(Source data)
BEGIN
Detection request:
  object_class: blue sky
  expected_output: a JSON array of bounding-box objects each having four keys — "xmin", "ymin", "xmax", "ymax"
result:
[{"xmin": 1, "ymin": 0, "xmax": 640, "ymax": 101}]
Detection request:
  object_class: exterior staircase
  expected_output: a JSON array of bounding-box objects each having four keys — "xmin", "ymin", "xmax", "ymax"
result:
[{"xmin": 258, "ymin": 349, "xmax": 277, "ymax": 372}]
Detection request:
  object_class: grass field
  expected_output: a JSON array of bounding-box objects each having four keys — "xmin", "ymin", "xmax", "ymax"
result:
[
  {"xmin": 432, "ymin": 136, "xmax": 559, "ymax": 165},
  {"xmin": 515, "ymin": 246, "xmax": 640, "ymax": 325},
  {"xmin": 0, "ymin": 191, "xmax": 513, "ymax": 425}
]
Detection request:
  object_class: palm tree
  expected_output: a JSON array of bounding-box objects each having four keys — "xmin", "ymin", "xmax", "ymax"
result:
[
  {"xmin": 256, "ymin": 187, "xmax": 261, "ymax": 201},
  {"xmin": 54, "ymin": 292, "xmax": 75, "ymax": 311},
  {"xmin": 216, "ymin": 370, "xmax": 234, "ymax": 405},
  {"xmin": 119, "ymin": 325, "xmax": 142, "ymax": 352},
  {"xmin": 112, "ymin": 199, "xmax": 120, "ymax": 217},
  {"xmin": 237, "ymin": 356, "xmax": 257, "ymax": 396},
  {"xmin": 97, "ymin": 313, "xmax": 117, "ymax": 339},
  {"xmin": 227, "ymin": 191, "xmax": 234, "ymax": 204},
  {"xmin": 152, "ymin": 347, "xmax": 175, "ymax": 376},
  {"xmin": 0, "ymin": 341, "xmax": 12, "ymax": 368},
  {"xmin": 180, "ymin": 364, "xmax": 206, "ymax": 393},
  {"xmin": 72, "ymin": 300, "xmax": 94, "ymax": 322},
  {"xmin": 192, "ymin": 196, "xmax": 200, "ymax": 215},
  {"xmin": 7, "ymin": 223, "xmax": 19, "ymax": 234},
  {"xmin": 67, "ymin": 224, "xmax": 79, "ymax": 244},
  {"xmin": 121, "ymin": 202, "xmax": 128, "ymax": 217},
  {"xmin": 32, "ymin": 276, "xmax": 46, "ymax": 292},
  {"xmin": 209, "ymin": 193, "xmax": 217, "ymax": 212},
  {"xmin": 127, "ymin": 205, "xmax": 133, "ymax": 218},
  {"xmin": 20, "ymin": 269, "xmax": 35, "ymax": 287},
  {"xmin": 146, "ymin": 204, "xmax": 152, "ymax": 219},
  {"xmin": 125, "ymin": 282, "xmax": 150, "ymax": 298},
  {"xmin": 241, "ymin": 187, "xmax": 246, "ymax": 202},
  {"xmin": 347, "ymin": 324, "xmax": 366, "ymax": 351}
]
END
▶ **YOUR ASSIGNMENT**
Retype all the records above without changing a word.

▶ **THE COMPLETED TASK**
Detection request:
  object_class: blue sky
  expected_output: a JSON array of bounding-box objects each having four keys — "xmin", "ymin", "xmax", "ymax"
result:
[{"xmin": 1, "ymin": 0, "xmax": 640, "ymax": 101}]
Detection request:
  object_class: exterior staircase
  expected_output: a JSON array of bounding-box objects each having four keys — "xmin", "ymin", "xmax", "ymax"
result:
[{"xmin": 258, "ymin": 349, "xmax": 277, "ymax": 372}]
Detection request:
  object_class: grass field
  expected_output: a JSON array of bounding-box objects each having four keys — "xmin", "ymin", "xmax", "ymax"
result:
[
  {"xmin": 432, "ymin": 136, "xmax": 559, "ymax": 165},
  {"xmin": 515, "ymin": 246, "xmax": 640, "ymax": 325},
  {"xmin": 0, "ymin": 191, "xmax": 513, "ymax": 425}
]
Detection request:
  object_class: palm tree
  expected_output: a JSON array of bounding-box objects each having four keys — "xmin", "ymin", "xmax", "ymax"
result:
[
  {"xmin": 256, "ymin": 187, "xmax": 261, "ymax": 201},
  {"xmin": 54, "ymin": 292, "xmax": 75, "ymax": 311},
  {"xmin": 216, "ymin": 370, "xmax": 234, "ymax": 405},
  {"xmin": 119, "ymin": 325, "xmax": 142, "ymax": 352},
  {"xmin": 112, "ymin": 199, "xmax": 120, "ymax": 217},
  {"xmin": 237, "ymin": 356, "xmax": 257, "ymax": 396},
  {"xmin": 97, "ymin": 313, "xmax": 117, "ymax": 339},
  {"xmin": 227, "ymin": 191, "xmax": 234, "ymax": 204},
  {"xmin": 152, "ymin": 347, "xmax": 175, "ymax": 376},
  {"xmin": 0, "ymin": 341, "xmax": 12, "ymax": 368},
  {"xmin": 180, "ymin": 364, "xmax": 206, "ymax": 393},
  {"xmin": 72, "ymin": 300, "xmax": 94, "ymax": 322},
  {"xmin": 192, "ymin": 196, "xmax": 200, "ymax": 215},
  {"xmin": 7, "ymin": 223, "xmax": 19, "ymax": 234},
  {"xmin": 67, "ymin": 224, "xmax": 79, "ymax": 244},
  {"xmin": 121, "ymin": 202, "xmax": 128, "ymax": 217},
  {"xmin": 32, "ymin": 276, "xmax": 46, "ymax": 292},
  {"xmin": 209, "ymin": 193, "xmax": 217, "ymax": 212},
  {"xmin": 127, "ymin": 205, "xmax": 133, "ymax": 218},
  {"xmin": 20, "ymin": 269, "xmax": 35, "ymax": 287},
  {"xmin": 146, "ymin": 204, "xmax": 152, "ymax": 219},
  {"xmin": 125, "ymin": 282, "xmax": 150, "ymax": 298},
  {"xmin": 241, "ymin": 187, "xmax": 246, "ymax": 202},
  {"xmin": 347, "ymin": 324, "xmax": 366, "ymax": 351}
]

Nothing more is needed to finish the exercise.